====== TEXTO FUENTE ======
Rectas finales torcidas (a veces)

No todos los creadores de importancia en la historia del arte cinematográfico han tenido la suerte de decorar la etapa final de su trayectoria con obras maestras a la altura de su categoría y glorioso pasado. Lo consiguieron, entre otros, Dreyer, John Ford, Mizoguchi, Huston y Bresson: Gertrud (1964), El gran combate (1964) y Siete mujeres (1966), La emperatriz Yang Kwei Fei (1955) y La calle de la vergüenza (1956), Dublineses (1987), El dinero (1983). Pero los trabajos finales de Vittorio de Sica fueron más bien tristes: ¿Y cuándo llegará Andrés? (1972), Amargo despertar (1973) y El viaje (1972). George Cukor, dándole la espalda a la sabiduría popular, que sostiene que “quien tuvo, retuvo”, hizo una obra lamentable en 1976, El pájaro azul, y aunque lícitamente puedan reivindicarse aspectos de Viajes con mi tía (1972) y, sobre todo, Ricas y famosas (1981), son títulos que están a años luz de la grandeza de Historias de Filadelfia (1940) o Ha nacido una estrella (1954). Rossellini realizó dos largometrajes interesantes al final de su carrera, Anno uno (1974) y El Mesías (1975), pero esta vez no logró que el resto del cine rodado en aquellas fechas envejeciera de repente.
====== MATERIAL PROPORCIONADO ======
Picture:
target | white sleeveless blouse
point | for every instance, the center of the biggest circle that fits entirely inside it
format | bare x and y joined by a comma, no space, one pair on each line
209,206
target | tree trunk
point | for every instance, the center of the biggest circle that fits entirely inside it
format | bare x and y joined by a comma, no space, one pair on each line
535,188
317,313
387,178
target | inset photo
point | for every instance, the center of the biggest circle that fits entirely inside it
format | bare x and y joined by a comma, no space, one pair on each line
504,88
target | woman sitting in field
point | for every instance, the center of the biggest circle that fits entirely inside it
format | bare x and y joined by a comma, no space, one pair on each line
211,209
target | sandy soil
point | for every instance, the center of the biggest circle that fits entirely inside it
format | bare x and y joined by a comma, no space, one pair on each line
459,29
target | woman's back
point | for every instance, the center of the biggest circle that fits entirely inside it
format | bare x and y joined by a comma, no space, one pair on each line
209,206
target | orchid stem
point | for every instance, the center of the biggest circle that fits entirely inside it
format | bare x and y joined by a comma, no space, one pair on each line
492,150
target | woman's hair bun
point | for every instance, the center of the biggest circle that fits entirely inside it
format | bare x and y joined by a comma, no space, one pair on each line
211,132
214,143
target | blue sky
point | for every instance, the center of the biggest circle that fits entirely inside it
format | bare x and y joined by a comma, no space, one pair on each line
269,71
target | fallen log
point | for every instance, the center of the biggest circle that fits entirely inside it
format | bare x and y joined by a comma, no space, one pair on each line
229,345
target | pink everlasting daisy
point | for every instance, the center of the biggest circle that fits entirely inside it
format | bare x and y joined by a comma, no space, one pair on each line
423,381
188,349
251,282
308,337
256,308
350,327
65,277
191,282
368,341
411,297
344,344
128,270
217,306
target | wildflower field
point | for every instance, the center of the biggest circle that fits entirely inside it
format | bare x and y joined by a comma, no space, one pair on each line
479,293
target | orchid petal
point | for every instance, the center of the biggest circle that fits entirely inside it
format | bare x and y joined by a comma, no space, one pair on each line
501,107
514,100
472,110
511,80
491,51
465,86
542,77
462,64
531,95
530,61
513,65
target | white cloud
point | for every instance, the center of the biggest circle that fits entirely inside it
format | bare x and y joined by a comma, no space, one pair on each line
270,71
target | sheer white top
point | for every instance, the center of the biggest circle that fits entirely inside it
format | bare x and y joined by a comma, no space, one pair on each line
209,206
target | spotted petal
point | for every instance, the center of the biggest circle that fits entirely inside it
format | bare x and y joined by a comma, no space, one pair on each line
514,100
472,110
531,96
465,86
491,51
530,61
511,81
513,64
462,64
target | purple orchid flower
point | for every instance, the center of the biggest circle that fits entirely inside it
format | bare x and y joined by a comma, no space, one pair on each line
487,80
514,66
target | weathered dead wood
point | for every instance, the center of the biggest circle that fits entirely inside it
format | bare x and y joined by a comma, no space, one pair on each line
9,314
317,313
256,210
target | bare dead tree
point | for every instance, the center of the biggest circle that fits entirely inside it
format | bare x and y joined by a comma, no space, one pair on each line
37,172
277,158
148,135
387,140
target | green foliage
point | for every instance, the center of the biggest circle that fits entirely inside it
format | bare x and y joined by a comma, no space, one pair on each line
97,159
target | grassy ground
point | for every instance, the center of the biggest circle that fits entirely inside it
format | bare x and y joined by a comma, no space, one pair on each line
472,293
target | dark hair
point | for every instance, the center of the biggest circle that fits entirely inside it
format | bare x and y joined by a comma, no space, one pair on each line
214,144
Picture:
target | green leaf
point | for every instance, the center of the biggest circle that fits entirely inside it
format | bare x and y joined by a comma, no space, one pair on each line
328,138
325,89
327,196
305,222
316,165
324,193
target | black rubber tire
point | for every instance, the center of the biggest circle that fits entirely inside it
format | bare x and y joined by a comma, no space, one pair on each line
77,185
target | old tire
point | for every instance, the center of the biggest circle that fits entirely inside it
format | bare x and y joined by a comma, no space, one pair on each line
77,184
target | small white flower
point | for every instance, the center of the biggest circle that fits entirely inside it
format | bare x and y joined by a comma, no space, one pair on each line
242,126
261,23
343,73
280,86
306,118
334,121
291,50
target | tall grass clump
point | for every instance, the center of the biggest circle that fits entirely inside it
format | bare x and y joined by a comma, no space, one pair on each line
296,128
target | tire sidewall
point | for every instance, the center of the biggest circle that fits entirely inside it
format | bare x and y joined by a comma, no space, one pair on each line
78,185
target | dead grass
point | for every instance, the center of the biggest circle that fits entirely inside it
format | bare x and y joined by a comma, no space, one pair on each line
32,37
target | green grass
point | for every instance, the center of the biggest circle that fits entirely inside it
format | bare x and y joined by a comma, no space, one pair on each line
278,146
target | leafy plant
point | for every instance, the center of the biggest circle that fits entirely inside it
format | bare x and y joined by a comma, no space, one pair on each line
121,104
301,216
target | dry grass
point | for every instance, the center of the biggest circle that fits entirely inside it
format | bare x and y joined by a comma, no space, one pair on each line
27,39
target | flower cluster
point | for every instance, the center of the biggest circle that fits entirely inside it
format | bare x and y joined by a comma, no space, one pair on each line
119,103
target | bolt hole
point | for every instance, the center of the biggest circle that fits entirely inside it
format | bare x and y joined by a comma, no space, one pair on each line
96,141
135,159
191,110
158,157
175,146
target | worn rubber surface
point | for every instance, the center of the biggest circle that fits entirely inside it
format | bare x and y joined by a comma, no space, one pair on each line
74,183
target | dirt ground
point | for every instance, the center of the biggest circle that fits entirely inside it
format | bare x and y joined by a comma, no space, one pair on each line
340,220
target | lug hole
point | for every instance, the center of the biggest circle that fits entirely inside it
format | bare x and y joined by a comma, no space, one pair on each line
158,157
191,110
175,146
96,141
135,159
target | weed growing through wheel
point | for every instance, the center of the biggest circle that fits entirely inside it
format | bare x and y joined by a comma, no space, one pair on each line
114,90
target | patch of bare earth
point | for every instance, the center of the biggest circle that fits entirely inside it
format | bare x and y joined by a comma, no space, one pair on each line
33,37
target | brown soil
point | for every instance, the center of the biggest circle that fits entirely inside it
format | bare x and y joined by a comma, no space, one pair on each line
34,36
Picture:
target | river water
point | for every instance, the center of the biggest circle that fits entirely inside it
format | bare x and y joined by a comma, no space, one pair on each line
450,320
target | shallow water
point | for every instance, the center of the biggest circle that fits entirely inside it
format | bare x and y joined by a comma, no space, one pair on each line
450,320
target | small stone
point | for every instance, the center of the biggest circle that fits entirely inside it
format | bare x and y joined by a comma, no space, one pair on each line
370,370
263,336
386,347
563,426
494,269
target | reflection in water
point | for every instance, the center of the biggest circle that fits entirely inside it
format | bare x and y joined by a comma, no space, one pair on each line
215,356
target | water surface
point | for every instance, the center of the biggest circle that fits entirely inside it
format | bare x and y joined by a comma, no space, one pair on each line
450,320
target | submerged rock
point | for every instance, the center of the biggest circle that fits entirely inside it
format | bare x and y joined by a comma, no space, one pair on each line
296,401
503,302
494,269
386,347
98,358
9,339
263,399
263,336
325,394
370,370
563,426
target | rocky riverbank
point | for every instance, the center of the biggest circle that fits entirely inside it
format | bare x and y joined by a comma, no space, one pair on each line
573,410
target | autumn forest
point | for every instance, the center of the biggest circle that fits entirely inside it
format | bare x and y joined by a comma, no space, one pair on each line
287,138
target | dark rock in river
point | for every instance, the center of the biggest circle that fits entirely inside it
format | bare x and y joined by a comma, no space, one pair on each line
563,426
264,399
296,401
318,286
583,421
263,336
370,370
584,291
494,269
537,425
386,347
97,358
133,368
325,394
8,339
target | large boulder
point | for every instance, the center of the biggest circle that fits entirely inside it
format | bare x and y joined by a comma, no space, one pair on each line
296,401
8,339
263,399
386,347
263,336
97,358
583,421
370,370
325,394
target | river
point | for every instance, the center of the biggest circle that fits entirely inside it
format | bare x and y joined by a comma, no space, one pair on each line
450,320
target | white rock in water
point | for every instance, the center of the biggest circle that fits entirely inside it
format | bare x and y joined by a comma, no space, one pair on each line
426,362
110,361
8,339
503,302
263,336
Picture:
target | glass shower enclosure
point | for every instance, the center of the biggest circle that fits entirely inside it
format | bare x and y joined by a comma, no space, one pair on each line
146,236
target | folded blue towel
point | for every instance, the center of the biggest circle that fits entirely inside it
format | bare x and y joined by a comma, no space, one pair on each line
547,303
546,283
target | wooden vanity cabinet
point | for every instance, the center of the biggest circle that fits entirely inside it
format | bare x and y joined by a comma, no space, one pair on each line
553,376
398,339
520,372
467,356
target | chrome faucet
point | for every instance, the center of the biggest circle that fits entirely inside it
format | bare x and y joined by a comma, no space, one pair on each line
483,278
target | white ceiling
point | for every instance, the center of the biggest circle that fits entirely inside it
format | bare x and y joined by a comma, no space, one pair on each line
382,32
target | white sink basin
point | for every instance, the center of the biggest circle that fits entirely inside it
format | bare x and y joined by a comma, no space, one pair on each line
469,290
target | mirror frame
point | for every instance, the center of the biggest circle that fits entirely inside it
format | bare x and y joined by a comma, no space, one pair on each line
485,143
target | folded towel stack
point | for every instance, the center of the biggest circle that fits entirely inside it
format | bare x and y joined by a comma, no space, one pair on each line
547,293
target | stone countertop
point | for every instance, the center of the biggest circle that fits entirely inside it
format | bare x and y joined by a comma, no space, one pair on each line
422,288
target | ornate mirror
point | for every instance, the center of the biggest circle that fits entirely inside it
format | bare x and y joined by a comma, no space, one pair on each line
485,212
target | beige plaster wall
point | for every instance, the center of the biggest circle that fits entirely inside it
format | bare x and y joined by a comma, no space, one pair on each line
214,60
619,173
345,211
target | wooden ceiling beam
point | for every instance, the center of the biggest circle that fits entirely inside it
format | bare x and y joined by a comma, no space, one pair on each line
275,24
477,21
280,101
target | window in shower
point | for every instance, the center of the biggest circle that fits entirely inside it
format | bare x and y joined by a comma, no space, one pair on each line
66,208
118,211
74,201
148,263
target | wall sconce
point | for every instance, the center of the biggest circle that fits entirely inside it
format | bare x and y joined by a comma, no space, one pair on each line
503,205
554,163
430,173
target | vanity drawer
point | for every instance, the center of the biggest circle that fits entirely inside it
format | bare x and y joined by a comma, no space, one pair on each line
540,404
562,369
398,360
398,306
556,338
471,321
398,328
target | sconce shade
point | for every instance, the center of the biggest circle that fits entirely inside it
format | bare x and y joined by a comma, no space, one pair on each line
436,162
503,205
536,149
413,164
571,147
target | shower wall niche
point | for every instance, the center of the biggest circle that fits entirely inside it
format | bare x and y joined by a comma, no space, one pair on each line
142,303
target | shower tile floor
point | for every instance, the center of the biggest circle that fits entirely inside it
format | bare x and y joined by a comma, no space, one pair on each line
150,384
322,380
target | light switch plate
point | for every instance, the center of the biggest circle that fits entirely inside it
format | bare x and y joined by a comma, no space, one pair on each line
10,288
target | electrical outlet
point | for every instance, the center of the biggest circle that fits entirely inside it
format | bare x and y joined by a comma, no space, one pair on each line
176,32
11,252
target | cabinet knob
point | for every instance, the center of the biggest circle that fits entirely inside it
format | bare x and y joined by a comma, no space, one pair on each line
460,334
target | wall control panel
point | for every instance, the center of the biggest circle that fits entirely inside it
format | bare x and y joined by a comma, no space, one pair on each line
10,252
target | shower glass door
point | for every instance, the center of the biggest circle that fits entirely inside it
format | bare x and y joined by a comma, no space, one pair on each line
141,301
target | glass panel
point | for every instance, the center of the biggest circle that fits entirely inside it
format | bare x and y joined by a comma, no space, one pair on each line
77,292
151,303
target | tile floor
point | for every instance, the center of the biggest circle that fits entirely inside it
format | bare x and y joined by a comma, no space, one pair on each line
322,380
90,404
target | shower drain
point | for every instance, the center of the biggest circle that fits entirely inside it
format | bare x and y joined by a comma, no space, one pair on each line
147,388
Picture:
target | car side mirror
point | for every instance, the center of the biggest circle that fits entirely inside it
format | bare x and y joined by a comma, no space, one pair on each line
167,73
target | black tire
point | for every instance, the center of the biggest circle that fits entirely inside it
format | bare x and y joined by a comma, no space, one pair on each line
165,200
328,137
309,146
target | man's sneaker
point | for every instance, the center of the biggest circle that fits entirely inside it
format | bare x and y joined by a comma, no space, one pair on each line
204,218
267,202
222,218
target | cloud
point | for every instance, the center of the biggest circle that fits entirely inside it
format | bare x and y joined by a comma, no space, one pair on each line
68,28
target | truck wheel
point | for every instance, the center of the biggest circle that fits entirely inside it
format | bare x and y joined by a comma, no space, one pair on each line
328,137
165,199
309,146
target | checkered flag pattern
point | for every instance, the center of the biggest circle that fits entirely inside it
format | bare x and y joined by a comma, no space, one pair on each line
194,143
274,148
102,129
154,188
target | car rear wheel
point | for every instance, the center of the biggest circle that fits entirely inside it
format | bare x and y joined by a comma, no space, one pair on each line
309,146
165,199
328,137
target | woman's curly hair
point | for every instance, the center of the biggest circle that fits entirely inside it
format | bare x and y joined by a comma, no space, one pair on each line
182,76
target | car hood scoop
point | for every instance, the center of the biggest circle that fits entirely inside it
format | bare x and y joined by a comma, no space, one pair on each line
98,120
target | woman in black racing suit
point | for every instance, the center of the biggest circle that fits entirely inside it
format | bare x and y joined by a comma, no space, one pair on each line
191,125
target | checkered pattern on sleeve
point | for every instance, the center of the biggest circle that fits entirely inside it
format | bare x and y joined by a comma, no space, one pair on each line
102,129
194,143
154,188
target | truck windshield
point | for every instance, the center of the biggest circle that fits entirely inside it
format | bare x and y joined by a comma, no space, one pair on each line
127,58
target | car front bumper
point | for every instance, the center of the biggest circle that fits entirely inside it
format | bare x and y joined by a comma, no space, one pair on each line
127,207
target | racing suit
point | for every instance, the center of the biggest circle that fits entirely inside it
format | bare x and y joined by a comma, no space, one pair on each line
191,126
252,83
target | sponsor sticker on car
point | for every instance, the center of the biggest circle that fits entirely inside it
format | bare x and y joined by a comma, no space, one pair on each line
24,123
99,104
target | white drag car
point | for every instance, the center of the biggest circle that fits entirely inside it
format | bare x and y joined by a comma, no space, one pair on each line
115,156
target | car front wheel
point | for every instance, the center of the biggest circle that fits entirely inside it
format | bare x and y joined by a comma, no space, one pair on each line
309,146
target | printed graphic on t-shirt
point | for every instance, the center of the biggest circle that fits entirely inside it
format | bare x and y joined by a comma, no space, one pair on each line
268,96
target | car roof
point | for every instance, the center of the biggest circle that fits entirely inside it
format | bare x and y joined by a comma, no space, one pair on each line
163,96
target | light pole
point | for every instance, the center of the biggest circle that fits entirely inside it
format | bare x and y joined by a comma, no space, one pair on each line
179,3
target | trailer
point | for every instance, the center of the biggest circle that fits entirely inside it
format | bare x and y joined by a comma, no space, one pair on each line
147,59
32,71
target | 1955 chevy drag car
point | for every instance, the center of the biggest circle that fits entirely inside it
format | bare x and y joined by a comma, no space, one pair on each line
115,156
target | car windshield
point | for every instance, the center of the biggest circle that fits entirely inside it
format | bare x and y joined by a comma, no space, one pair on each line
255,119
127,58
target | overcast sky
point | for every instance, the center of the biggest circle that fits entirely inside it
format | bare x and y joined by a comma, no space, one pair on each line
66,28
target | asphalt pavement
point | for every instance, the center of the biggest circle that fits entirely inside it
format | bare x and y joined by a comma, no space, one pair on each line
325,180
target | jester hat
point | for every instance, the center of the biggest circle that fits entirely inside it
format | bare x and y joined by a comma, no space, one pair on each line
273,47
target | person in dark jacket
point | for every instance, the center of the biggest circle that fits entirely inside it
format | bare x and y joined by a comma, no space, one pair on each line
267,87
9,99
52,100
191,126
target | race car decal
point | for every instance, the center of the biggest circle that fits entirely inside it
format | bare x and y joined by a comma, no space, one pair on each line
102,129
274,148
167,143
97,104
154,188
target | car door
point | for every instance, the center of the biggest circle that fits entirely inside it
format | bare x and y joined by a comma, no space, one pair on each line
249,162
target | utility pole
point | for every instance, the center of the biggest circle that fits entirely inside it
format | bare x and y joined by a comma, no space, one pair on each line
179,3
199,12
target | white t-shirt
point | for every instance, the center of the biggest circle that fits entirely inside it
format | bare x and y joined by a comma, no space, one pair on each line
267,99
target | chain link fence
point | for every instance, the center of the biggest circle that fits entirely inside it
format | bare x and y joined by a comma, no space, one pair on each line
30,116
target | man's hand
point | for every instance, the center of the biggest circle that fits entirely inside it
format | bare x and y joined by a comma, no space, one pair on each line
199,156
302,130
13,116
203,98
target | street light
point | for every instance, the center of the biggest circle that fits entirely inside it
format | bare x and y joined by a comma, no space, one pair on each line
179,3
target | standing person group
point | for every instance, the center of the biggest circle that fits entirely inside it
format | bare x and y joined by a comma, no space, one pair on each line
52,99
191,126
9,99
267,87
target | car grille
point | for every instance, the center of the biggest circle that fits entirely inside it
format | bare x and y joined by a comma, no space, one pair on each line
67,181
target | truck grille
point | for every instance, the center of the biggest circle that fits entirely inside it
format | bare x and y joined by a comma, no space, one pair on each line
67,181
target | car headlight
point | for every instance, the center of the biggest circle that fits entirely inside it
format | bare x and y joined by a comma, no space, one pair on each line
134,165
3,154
======
### [TAREA POR REALIZAR]
Según el texto sobre las etapas finales de los cineastas, ¿qué obra que se califica de lamentable realizó George Cukor en 1976?

### [RESPUESTA]
El pájaro azul.